■ **Soal Singkat A**:
Salin persis bagian artikel tentang kejahatan sekstorsi di antara "Perkembangan teknologi dan" dan "uang kepada pelaku.", termasuk kedua batas itu.

■ **Artikel**:

'''

30.4 C
Samarinda
Thursday, April 18, 2024

Fenomena Kejahatan SEKSTORSI di Masyarakat

Oleh : Agung Wicaksono, S.H)*

Perkembangan teknologi dan digital tentunya memiliki dampak positif di dalam kehidupan masyarakat di Indonesia, tetapi perkembangan tersebut juga dibarengi dengan munculnya berbagai macam kejahatan digital.

Hal tersebut tercermin salah satunya melalui pemahaman bentuk dan upaya menyelesaikan kejahatan di dunia digital yang salah satunya adalah tindak pidana sekstorsi, dimana sekstorsi sendiri banyak orang yang tidak memahami dan menyadari kejahatan tersebut ada disekitar lingkungan mereka, contoh yang paling sering ditemui misalnya ada seseorang yang mengancam korbannya akan menyebarkan video tidak senonoh milik korban jika tidak memberikan uang kepada pelaku.

Melalui tulisan ini, penulis ingin memberikan gambaran tentang kejahatan sekstorsi yang mungkin terjadi di masyarakat beserta ancaman pidananya.

'''

■ **Catatan Latihan**:
'''

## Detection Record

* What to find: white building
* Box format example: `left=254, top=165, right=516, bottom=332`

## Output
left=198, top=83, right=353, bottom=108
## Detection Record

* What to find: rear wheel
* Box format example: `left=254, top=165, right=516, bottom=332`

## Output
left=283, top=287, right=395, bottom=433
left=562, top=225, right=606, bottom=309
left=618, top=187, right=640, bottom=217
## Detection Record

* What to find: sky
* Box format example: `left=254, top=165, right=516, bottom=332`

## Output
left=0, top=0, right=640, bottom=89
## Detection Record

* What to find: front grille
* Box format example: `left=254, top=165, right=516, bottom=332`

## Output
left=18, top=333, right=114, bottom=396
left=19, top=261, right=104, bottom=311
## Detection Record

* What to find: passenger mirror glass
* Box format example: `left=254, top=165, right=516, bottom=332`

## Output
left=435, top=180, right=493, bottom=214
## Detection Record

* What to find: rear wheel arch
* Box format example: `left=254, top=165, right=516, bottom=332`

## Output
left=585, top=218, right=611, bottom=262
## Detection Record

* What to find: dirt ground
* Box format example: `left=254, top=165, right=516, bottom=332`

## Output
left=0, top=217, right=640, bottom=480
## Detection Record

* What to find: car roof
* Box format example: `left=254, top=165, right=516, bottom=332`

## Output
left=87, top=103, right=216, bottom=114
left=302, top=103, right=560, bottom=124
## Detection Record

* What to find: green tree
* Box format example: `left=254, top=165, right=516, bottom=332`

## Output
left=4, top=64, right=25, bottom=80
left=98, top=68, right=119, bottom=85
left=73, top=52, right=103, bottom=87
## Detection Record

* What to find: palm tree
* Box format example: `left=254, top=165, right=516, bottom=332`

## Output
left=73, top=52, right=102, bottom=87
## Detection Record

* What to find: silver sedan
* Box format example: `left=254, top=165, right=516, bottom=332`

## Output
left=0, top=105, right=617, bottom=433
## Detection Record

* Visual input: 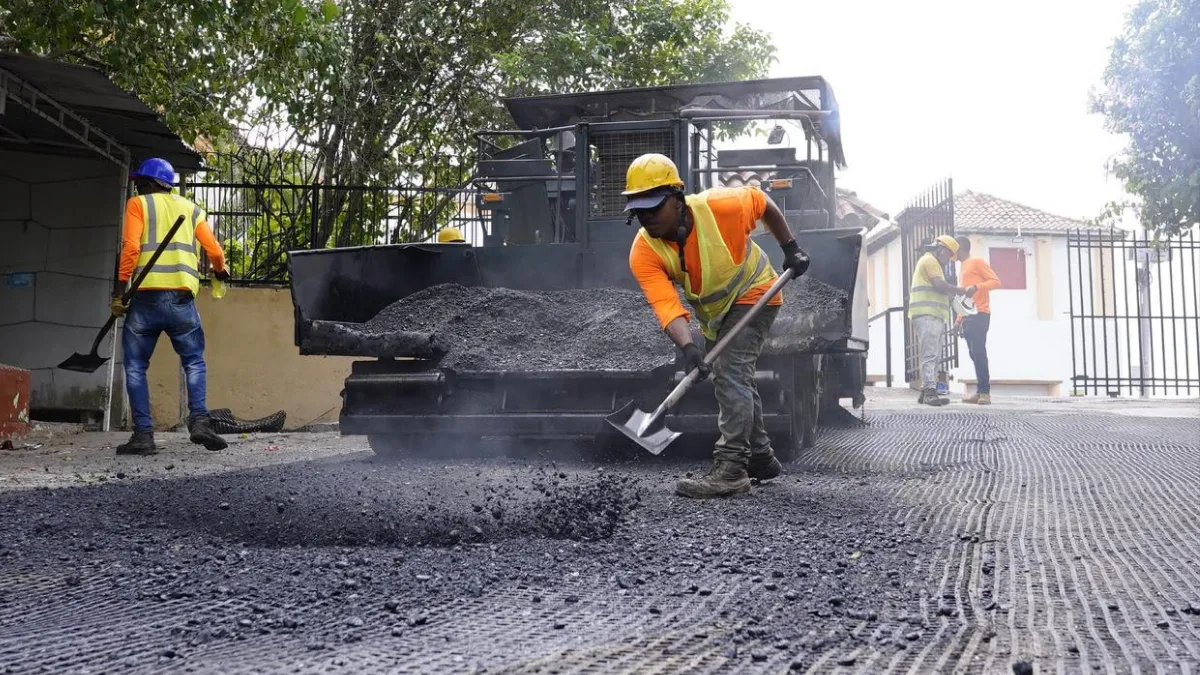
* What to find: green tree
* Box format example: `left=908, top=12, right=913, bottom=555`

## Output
left=274, top=0, right=774, bottom=245
left=1092, top=0, right=1200, bottom=237
left=0, top=0, right=337, bottom=141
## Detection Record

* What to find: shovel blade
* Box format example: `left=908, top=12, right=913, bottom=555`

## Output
left=59, top=352, right=108, bottom=372
left=605, top=401, right=680, bottom=455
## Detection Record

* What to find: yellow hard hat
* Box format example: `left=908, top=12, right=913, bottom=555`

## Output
left=438, top=227, right=467, bottom=244
left=934, top=234, right=959, bottom=256
left=622, top=153, right=684, bottom=200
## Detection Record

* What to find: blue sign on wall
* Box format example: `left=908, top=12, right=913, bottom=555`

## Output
left=5, top=271, right=34, bottom=288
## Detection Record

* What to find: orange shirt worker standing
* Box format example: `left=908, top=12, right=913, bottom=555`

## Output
left=955, top=237, right=1000, bottom=405
left=110, top=157, right=229, bottom=455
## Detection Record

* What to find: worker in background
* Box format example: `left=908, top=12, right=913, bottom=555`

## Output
left=908, top=234, right=966, bottom=406
left=438, top=227, right=467, bottom=244
left=623, top=154, right=809, bottom=498
left=110, top=159, right=229, bottom=455
left=954, top=237, right=1000, bottom=405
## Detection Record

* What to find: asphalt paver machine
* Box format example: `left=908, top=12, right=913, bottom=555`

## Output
left=289, top=77, right=868, bottom=458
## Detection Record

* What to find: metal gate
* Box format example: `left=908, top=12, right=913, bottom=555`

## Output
left=1067, top=229, right=1200, bottom=396
left=896, top=178, right=959, bottom=382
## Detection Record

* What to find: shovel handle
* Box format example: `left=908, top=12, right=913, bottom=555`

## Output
left=649, top=269, right=796, bottom=422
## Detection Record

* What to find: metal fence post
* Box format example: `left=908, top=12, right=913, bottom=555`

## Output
left=883, top=311, right=892, bottom=389
left=308, top=181, right=320, bottom=249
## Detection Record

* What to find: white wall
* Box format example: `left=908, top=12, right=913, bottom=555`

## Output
left=0, top=150, right=125, bottom=412
left=866, top=238, right=906, bottom=387
left=950, top=235, right=1073, bottom=395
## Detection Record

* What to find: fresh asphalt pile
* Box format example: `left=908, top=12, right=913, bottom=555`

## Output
left=311, top=277, right=847, bottom=371
left=362, top=283, right=674, bottom=371
left=0, top=455, right=929, bottom=673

'''

■ **Soal Singkat B**:
Tuliskan kembali tanpa perubahan baris-baris catatan di antara awal catatan dan baris yang memuat "left=198, top=83, right=353, bottom=108", termasuk baris itu.

■ **Hasil Latihan A**:
Perkembangan teknologi dan digital tentunya memiliki dampak positif di dalam kehidupan masyarakat di Indonesia, tetapi perkembangan tersebut juga dibarengi dengan munculnya berbagai macam kejahatan digital.

Hal tersebut tercermin salah satunya melalui pemahaman bentuk dan upaya menyelesaikan kejahatan di dunia digital yang salah satunya adalah tindak pidana sekstorsi, dimana sekstorsi sendiri banyak orang yang tidak memahami dan menyadari kejahatan tersebut ada disekitar lingkungan mereka, contoh yang paling sering ditemui misalnya ada seseorang yang mengancam korbannya akan menyebarkan video tidak senonoh milik korban jika tidak memberikan uang kepada pelaku.

■ **Hasil Latihan B**:
## Detection Record

* What to find: white building
* Box format example: `left=254, top=165, right=516, bottom=332`

## Output
left=198, top=83, right=353, bottom=108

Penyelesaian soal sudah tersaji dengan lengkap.